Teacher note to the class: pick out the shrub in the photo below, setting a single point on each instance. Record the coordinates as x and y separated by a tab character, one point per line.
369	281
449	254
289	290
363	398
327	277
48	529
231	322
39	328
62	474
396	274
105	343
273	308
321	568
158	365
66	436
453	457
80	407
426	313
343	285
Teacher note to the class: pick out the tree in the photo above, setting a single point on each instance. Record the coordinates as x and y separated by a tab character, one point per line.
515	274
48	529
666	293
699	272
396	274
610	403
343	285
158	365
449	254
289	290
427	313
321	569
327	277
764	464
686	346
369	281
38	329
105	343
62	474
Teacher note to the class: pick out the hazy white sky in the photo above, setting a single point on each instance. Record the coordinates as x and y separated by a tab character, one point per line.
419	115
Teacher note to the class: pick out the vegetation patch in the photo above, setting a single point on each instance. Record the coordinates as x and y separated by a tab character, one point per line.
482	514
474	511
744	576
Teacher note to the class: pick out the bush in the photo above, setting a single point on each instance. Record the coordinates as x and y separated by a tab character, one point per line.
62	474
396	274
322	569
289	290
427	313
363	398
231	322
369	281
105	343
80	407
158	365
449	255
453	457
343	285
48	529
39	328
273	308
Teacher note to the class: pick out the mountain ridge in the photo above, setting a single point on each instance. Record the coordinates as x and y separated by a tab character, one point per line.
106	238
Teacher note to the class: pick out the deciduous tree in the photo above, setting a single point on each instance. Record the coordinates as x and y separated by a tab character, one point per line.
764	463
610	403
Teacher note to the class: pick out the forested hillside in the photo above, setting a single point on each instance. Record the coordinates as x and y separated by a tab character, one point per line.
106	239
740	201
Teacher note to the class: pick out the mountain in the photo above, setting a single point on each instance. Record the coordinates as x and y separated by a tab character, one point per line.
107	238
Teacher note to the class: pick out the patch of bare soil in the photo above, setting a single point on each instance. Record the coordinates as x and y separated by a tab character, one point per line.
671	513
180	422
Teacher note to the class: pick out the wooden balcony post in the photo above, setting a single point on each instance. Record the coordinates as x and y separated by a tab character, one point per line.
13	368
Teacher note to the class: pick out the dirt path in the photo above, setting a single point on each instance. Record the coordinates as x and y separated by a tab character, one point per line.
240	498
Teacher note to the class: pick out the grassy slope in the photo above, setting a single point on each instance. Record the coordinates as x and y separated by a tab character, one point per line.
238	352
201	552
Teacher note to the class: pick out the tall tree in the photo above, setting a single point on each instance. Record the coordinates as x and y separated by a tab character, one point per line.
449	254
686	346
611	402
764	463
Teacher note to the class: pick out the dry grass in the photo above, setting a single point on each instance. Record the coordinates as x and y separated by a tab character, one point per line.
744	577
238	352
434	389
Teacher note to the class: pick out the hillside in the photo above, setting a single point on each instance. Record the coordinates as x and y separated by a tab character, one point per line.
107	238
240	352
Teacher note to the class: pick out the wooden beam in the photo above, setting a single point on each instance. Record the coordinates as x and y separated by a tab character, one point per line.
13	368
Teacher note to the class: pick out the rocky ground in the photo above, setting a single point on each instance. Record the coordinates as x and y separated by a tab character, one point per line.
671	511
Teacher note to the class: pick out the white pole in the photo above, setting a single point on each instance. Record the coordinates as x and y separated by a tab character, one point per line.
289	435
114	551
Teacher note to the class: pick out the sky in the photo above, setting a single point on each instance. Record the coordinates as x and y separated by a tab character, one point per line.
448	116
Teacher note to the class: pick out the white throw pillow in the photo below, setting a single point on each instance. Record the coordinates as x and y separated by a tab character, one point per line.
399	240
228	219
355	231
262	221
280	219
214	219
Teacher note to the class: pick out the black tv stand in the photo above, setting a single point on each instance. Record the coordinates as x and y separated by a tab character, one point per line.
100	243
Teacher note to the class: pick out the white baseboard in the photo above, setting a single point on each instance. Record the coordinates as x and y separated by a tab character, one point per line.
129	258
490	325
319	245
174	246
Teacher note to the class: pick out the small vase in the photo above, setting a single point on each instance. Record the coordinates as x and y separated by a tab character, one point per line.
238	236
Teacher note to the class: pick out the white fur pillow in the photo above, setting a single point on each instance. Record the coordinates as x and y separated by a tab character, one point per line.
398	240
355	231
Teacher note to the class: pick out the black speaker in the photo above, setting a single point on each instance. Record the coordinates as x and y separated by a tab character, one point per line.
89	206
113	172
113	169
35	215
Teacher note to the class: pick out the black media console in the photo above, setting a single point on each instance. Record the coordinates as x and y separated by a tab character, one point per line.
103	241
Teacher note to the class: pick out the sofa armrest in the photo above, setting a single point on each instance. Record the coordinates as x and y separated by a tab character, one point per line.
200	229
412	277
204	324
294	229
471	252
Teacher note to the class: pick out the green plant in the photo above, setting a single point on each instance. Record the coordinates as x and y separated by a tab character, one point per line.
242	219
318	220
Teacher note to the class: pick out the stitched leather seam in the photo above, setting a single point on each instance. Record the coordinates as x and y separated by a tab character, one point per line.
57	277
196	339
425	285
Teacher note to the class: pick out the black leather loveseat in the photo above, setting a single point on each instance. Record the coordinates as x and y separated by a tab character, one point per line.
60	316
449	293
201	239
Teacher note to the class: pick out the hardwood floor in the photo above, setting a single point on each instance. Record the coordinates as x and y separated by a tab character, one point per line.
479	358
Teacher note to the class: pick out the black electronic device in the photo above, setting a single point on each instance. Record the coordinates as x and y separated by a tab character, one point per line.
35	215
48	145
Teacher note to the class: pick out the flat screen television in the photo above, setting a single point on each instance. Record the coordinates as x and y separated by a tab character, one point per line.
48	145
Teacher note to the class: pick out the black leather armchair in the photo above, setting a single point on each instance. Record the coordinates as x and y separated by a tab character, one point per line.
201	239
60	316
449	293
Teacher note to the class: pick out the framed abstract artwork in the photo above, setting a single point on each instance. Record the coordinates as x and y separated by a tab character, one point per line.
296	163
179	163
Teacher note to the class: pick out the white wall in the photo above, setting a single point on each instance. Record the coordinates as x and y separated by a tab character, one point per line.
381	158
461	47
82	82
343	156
------------------------------------------------
**Directive**
Emit the full listing verbatim.

**Answer**
Teacher note to the class: pick out the shrub in the photo below, setting a single point on each instance. Record the coordinates as x and y separated by a tab character, one point per line.
369	281
449	254
289	290
363	398
327	277
48	529
231	322
39	328
62	474
396	274
105	343
273	308
321	568
158	365
66	436
453	457
80	407
426	313
343	285
Teacher note to the class: pick out the tree in the photo above, setting a single point on each instance. Record the coordinates as x and y separated by a tab character, one point per line.
515	274
48	529
666	293
699	272
396	274
610	403
343	285
158	365
449	254
289	290
427	313
321	569
327	277
764	464
686	346
369	281
38	329
105	343
62	474
Teacher note to the class: pick out the hazy white sky in the photo above, setting a single point on each instance. Record the coordinates as x and y separated by a tab character, one point per line.
419	115
Teacher note to the class: pick out the vegetation patch in the photo above, setting a single point on each instance. Record the coordinates as x and y separated by a tab character, one point per line.
482	514
474	511
744	576
Teacher note to the class: pick out the bush in the photo above, setting a single point on each instance. Record the coordinates as x and y separated by a tab character, one point per line.
62	474
396	274
322	569
289	290
427	313
363	398
231	322
369	281
105	343
80	407
158	365
449	255
453	457
343	285
48	529
39	328
273	308
Teacher note to the class: pick out the mountain ridge in the photo above, setting a single point on each instance. Record the coordinates as x and y separated by a tab character, one point per line.
106	238
Teacher note to the class: pick out the deciduous tree in the photo above, setting a single point on each instance. Record the coordinates as x and y separated by a tab character, one point per line.
764	463
610	403
Teacher note to the class: pick out the forested hillside in the photo above, setting a single point on each instance. Record the coordinates as x and y separated by a tab character, one point per line.
106	239
740	201
Teacher note to the class: pick out the mountain in the photo above, setting a single point on each instance. Record the coordinates as x and y separated by a tab character, one point per line.
107	238
Teacher note to the class: pick out the patch of bare soil in the photo above, setting a single point on each instance. Record the coordinates as x and y separated by a tab character, one point per line.
671	513
180	422
Teacher note to the class: pick out the wooden balcony post in the photo above, setting a single point on each instance. Record the coordinates as x and y separated by a tab character, one point per line.
13	368
Teacher note to the class: pick out the dirt path in the photo above, setting a single point on each instance. Record the coordinates as x and y separated by a tab character, one point per line.
240	498
Teacher note to the class: pick out the grassy slope in the photo above, setting a single point on each instance. Record the coordinates as x and y separated by a tab character, one point per line.
238	352
201	552
Teacher note to the class: pick out the tall tree in the photo above, setting a single point on each instance. Record the coordinates as x and y separated by a tab character, one point per line.
449	254
686	346
611	402
764	463
Teacher note to the class: pick out the dry grass in the photo above, setting a single point on each instance. Record the coordinates as x and y separated by a tab character, one point per line.
744	577
238	352
434	389
Teacher note to the class: pick out the hillside in the photo above, setting a single point on each instance. Record the coordinates as x and y separated by a tab character, one point per line.
107	238
240	352
Teacher note to the class: pick out the wooden beam in the photo above, setting a single point on each instance. Record the coordinates as x and y separated by a tab character, one point per line.
13	368
Teacher note to the class: pick out the rocky ground in the photo above, setting a single point on each instance. Record the coordinates as x and y separated by a tab character, one point per line.
671	511
Teacher note to the class: pick out the white pole in the photo above, setting a single point on each instance. Record the coordinates as x and y separated by a tab character, one point per line.
289	435
114	551
Teacher note to the class: pick out the sky in the photo above, setting a single point on each instance. Record the coordinates as x and y separated by a tab character, one point per line.
448	116
Teacher note to the class: pick out the white throw pillow in the photo below, setting a single point on each instance. Record the coordinates as x and y separated by a tab character, one point per line.
399	240
228	219
355	231
262	221
280	219
214	219
Teacher note to the class: pick out the black tv stand in the photo above, setting a single point on each instance. Record the coordinates as x and y separated by a tab character, one point per line.
100	243
Teacher note to the class: pick out the white baseboard in the photo above, setting a single point on each instance. Record the coordinates as x and y separated by a tab character, one point per line.
129	258
490	325
319	245
174	246
Teacher note to the class: pick out the small vase in the photo above, setting a single point on each instance. Record the coordinates as x and y separated by a tab character, one point per line.
238	236
Teacher note to the class: pick out the white fur pillow in the photo above, setting a single point on each instance. Record the coordinates as x and y separated by a tab character, one point per line.
398	240
355	231
Teacher note to the class: pick out the black speaker in the photo above, setting a single point on each instance. Record the coordinates as x and y separated by a tab character, one point per line.
89	206
113	172
113	169
35	215
Teacher note to the class: pick out the black media console in the photo above, setting a single point on each instance. Record the coordinates as x and y separated by a tab character, one point per line.
103	241
Teacher note to the class: pick out the sofa armrest in the photo above, setting a single point on each instance. Record the coordinates as x and y separated by a tab character, one point per line.
200	229
412	277
204	324
294	229
471	252
Teacher note to the class: pick out the green plant in the photo above, setting a single point on each instance. Record the coordinates as x and y separated by a tab character, one point per line.
242	219
318	220
Teacher note to the class: pick out the stitched leather seam in the photo above, setting a single point on each instance. Record the coordinates as x and y separated by a tab character, one point per line.
57	277
196	339
425	285
Teacher note to the class: pick out the black leather loveseat in the photo above, setting a single point on each instance. Record the coordinates as x and y separated by a tab character, one point per line.
60	316
449	293
201	239
Teacher note to the class: pick out the hardwood floor in the photo above, setting a single point on each instance. Record the coordinates as x and y separated by a tab character, one point per line.
479	358
Teacher note to the class: pick out the black electronic device in the photo above, setting a single point on each instance. Record the coordinates as x and y separated by a tab character, one point per line.
35	215
48	145
Teacher note to the class: pick out the flat screen television in the photo above, setting a single point on each instance. Record the coordinates as x and y separated by a tab character, one point per line.
48	145
Teacher note to the class: pick out the black leather armchair in the photo above, setting a single point on each instance. Record the coordinates as x and y separated by a tab character, one point per line.
201	239
60	316
449	293
Teacher note to the class: pick out the framed abstract artwork in the photo above, setting a single point on each instance. Record the coordinates as x and y separated by a tab character, one point per line.
296	163
179	163
Teacher note to the class: pick out the white wall in the photo above, setting a single point on each instance. Record the coordinates as x and y separated by a tab character, one point per line.
381	158
461	47
82	82
343	156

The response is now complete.